*The task*. Rename "prompts" to "cues" in the part of the records that opens with the line containing "Each <instance> block defines" and closes with the line containing "box: [495, 18, 640, 211]". Give back only those lines, with nothing else altered.

*Information given*.
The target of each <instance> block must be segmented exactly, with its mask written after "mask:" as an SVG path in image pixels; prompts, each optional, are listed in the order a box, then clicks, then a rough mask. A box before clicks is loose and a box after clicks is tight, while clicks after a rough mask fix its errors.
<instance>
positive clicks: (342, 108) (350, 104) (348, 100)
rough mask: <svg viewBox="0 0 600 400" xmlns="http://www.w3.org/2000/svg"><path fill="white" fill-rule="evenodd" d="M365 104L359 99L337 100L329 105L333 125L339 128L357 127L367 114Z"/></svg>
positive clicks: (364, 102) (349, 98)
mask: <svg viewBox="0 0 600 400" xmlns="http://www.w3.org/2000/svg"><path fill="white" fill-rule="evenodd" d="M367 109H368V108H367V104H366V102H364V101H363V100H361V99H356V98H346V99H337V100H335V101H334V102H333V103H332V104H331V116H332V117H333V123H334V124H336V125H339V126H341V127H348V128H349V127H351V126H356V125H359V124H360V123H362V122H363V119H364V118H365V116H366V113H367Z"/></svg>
...
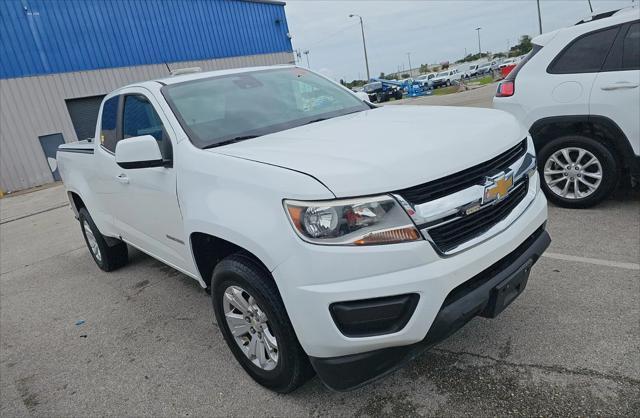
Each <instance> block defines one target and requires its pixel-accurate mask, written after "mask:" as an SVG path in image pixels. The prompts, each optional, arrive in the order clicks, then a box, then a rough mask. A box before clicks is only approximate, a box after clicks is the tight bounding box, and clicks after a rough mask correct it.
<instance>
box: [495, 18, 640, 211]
...
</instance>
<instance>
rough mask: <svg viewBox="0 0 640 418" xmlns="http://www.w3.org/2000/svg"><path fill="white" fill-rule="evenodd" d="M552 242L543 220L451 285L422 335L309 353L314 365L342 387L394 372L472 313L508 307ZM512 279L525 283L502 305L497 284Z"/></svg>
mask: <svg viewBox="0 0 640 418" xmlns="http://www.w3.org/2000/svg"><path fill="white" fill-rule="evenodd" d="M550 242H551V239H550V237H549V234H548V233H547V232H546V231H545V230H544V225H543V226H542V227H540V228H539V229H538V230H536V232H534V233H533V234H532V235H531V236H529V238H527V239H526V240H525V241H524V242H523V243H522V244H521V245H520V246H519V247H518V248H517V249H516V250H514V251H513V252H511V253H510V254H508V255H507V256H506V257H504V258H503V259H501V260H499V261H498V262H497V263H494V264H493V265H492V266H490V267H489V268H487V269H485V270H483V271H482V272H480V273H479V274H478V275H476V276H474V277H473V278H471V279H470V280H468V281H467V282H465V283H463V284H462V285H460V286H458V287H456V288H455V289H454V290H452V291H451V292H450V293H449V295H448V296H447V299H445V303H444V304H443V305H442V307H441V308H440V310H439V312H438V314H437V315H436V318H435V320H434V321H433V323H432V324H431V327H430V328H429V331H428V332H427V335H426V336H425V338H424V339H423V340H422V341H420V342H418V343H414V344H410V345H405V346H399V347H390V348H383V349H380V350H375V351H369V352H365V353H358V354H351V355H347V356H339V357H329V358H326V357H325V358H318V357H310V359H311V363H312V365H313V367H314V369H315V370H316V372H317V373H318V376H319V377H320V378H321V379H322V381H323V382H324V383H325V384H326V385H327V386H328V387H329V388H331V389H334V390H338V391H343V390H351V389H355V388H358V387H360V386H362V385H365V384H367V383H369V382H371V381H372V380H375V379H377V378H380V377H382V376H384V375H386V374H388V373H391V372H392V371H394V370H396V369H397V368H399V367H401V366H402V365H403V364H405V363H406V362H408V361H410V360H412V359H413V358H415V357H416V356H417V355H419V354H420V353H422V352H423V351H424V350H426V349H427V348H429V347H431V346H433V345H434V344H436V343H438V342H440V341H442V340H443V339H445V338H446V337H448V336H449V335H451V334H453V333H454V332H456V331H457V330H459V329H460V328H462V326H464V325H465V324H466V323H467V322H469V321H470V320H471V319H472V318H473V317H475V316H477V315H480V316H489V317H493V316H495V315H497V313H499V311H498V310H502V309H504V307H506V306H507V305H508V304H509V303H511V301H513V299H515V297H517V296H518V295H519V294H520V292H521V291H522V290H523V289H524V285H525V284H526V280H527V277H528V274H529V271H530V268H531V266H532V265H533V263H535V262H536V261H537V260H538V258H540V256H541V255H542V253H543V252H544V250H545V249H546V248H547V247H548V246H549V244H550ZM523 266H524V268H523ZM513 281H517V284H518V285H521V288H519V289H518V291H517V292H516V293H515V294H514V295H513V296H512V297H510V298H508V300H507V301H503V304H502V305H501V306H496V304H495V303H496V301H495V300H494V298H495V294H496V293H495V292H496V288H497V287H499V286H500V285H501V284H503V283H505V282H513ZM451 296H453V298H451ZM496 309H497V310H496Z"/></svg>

*Result for this task*.
Each <instance> block defines one target and requires its pixel-accurate mask, written after "mask:" as an SVG path in image pixels. The cues, each optional, arrive in the order clicks, then a box, then a rough mask. A box before clicks is only approximate, a box after clicks is the tight bounding box, and clicks after a rough mask correct it.
<instance>
box: [495, 18, 640, 211]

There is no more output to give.